*TASK OBJECTIVE*. Find all lines in the listing that include the word "below", then copy them.

*GIVEN ENTRIES*.

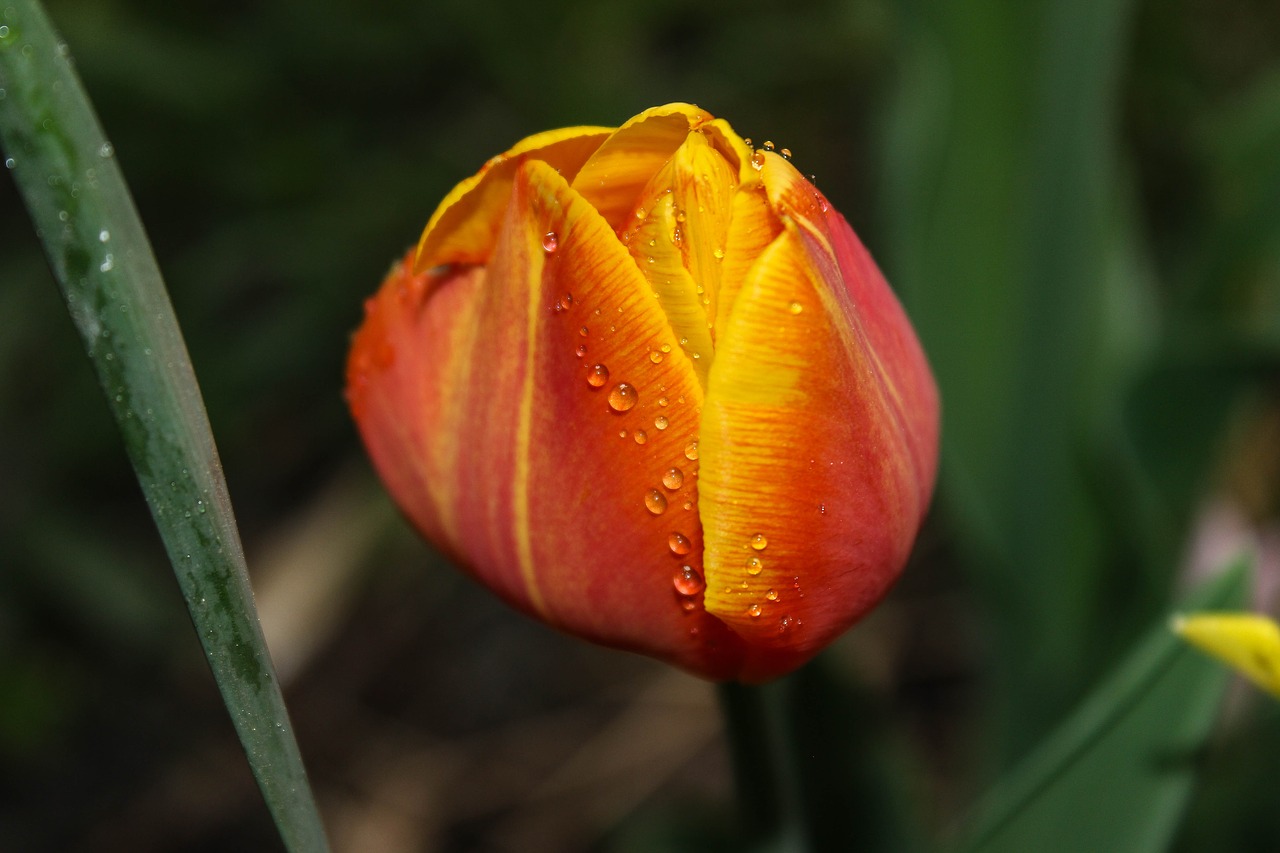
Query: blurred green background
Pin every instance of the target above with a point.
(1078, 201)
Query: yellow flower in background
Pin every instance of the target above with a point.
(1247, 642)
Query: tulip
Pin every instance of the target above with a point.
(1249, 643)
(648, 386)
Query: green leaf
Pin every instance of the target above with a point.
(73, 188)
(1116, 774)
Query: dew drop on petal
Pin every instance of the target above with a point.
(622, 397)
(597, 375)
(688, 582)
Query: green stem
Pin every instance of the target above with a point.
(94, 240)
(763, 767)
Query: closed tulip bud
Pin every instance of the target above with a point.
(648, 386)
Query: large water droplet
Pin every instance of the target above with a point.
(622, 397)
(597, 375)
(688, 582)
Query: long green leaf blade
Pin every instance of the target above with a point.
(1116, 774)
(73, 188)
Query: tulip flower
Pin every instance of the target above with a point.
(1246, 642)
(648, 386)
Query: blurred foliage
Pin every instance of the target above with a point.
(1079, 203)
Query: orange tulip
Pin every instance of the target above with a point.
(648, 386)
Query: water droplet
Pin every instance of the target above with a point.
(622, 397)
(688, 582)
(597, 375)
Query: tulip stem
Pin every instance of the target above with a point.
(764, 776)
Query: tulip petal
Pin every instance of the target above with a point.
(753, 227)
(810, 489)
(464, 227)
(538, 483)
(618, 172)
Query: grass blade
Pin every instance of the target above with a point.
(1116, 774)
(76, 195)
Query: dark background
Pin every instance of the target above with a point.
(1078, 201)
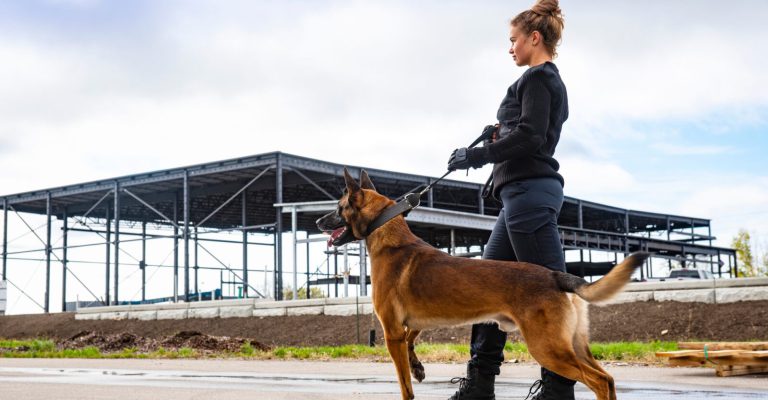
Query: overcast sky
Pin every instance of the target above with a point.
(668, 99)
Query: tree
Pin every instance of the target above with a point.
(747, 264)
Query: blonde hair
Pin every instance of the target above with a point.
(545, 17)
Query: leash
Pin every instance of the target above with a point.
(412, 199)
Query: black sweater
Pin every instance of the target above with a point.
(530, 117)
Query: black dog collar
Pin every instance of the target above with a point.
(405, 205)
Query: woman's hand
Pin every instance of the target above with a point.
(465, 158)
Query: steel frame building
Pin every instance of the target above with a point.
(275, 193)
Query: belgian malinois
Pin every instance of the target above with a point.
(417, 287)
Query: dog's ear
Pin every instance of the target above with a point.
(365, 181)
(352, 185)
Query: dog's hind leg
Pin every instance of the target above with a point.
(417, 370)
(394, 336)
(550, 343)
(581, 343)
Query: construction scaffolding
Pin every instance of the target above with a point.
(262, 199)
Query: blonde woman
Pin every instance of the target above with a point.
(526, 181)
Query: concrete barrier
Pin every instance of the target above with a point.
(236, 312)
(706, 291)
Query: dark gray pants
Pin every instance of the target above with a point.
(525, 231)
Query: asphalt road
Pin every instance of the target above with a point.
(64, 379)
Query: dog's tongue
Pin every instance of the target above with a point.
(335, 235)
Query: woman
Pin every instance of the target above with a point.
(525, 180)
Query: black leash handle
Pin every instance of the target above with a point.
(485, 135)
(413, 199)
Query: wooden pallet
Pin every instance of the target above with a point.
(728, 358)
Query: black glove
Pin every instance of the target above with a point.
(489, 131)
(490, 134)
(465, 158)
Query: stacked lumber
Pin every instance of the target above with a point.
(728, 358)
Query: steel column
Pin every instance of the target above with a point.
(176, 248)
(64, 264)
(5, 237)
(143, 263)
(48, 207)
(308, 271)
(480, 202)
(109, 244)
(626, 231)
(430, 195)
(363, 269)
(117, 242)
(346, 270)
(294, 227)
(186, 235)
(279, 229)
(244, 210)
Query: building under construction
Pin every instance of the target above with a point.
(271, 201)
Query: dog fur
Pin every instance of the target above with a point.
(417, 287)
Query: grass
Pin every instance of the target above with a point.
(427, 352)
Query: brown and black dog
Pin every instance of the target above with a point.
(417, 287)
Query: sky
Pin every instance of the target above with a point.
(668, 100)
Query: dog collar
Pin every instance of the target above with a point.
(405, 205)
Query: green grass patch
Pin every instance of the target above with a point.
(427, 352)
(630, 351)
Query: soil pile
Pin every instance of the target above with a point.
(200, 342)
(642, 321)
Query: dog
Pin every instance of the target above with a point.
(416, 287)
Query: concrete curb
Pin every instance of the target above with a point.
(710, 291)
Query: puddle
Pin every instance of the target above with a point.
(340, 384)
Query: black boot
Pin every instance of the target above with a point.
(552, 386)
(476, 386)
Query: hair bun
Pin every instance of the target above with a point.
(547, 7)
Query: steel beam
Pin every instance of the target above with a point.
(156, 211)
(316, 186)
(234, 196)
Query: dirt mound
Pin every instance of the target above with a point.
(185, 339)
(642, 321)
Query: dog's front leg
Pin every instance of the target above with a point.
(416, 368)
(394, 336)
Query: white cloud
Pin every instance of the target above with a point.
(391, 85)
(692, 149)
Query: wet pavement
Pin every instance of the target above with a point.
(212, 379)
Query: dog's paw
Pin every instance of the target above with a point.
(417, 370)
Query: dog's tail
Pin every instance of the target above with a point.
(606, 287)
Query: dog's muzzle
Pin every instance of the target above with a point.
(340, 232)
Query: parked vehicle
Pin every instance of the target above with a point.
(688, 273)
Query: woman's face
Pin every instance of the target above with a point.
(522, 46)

...

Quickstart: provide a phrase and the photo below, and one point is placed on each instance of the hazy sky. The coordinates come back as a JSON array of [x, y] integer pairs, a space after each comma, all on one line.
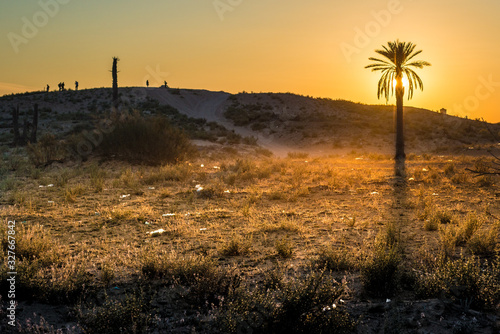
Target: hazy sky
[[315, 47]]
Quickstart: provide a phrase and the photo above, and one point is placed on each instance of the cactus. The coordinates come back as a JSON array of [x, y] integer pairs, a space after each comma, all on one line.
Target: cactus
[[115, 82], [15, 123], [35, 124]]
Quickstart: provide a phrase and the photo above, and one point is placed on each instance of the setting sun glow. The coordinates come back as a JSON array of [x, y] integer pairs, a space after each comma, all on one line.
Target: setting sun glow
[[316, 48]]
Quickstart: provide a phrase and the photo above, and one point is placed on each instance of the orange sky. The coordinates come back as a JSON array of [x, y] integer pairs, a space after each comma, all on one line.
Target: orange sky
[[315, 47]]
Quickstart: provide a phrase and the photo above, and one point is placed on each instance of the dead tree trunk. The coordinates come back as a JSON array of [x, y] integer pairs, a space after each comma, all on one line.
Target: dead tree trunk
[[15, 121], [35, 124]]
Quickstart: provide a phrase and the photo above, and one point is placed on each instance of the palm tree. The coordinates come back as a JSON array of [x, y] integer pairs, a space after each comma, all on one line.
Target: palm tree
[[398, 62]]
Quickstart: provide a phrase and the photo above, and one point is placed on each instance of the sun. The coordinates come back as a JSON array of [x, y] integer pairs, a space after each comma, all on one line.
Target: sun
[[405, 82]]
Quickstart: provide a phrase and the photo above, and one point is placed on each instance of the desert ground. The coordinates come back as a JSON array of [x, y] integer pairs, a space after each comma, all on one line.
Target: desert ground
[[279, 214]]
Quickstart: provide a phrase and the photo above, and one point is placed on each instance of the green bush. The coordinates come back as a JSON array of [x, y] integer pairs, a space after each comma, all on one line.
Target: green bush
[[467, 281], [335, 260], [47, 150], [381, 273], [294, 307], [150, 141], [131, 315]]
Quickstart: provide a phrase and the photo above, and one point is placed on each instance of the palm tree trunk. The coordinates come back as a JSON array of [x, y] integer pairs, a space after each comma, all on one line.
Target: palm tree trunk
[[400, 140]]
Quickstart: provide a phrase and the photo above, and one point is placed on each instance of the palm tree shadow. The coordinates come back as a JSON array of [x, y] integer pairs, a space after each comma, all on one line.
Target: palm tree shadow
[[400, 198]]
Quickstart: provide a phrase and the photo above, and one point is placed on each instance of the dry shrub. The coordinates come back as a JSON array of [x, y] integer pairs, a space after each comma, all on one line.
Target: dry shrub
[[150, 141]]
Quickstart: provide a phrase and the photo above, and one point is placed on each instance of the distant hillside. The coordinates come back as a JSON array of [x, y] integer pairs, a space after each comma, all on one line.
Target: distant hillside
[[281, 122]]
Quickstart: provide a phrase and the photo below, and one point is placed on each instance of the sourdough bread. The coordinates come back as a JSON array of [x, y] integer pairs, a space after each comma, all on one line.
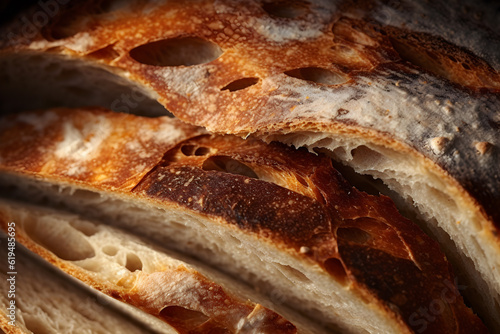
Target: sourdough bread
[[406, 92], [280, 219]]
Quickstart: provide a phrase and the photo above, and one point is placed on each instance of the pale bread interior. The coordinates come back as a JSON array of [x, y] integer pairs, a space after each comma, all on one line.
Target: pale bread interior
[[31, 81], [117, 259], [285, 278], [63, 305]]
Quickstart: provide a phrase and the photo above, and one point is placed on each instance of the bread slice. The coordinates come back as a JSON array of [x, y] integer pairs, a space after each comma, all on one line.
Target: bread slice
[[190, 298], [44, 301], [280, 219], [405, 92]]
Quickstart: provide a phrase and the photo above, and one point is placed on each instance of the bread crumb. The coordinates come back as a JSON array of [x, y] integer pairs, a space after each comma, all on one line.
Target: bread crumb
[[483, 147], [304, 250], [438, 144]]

--

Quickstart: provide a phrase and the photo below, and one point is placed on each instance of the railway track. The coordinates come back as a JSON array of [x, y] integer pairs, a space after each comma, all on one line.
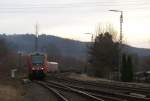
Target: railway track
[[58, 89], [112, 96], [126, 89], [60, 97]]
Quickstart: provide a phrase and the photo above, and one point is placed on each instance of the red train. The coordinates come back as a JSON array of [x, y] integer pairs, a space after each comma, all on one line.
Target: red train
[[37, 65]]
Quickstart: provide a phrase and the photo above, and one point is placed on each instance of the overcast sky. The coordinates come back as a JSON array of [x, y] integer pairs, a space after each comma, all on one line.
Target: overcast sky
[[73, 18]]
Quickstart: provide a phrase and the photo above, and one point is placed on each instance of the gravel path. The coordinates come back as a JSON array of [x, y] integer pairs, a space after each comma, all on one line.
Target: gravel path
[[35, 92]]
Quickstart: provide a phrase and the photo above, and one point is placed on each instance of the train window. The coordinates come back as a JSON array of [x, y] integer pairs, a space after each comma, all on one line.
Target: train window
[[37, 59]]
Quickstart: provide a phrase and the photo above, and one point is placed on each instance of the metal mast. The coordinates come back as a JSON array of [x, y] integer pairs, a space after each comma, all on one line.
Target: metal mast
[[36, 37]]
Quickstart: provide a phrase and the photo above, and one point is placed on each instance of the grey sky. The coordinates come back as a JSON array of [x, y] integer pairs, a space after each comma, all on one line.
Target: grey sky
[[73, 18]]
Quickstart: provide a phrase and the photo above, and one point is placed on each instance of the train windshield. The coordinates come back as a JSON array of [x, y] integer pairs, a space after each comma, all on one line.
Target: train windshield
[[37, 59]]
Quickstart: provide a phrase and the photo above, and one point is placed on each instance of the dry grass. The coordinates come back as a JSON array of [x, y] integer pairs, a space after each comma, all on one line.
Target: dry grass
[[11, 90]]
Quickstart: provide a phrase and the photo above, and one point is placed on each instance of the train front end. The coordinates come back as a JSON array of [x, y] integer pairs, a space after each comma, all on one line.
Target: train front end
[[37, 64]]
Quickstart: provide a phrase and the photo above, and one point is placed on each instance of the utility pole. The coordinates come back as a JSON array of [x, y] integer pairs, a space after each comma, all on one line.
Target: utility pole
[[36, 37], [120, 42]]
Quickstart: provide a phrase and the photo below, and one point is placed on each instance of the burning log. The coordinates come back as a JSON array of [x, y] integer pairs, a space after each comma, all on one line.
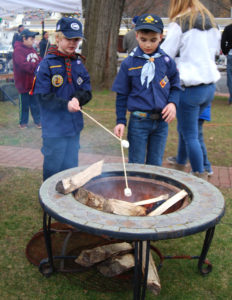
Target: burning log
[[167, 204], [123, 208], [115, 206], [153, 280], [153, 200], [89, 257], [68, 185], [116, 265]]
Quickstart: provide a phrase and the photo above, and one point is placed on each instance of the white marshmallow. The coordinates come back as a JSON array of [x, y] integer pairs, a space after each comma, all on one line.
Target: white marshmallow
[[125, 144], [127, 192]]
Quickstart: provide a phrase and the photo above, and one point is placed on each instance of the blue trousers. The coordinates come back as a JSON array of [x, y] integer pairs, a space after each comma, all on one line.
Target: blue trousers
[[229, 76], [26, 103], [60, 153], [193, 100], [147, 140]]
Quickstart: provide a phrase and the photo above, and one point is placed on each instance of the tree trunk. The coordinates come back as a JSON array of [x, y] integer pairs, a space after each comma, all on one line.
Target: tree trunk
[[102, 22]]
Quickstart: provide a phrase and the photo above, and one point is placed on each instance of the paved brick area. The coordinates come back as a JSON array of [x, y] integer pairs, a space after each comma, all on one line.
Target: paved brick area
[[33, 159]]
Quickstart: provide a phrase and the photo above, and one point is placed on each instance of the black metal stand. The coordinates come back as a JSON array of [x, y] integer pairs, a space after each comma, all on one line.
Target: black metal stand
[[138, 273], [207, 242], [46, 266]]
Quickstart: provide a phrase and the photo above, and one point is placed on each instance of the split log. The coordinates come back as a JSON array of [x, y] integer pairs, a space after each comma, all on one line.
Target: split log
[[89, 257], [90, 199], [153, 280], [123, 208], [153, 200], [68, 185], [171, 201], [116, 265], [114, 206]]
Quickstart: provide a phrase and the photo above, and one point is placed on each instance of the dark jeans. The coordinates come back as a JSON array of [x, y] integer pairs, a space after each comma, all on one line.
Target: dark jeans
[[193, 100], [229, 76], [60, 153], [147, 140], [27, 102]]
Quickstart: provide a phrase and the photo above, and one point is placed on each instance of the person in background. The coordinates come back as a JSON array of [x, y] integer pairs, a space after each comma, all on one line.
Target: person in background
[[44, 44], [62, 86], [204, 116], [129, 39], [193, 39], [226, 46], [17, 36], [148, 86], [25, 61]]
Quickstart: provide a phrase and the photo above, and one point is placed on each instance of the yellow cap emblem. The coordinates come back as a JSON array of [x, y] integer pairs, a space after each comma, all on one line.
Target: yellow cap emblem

*ANSWER TO THIS TASK*.
Quickstart: provide a phrase and the photo below, and one point is placed on each instance of the hazy sky. The coordinates come back as a JSON array of [x, y] integer pairs, a space after each comma, all on one line.
Quickstart: provide a phrase and the photo below, and one point is placed on each instance of the sourdough bread. The coordinates come back as a JSON array of [x, y] integer pairs, a space after each comma, all on one line.
Quickstart: provide a phrase and the photo below, and one point is placed on each instance of the railway track. The coordinates come back as a JSON array of [x, y] integer pairs, a space after each comma, all on one line.
Quickstart: provide a phrase and the photo below, and one point is placed on each instance of the burning log. The coordinates come back as a JSON array of [x, y] integer pairs, a space after each comma, all on one line.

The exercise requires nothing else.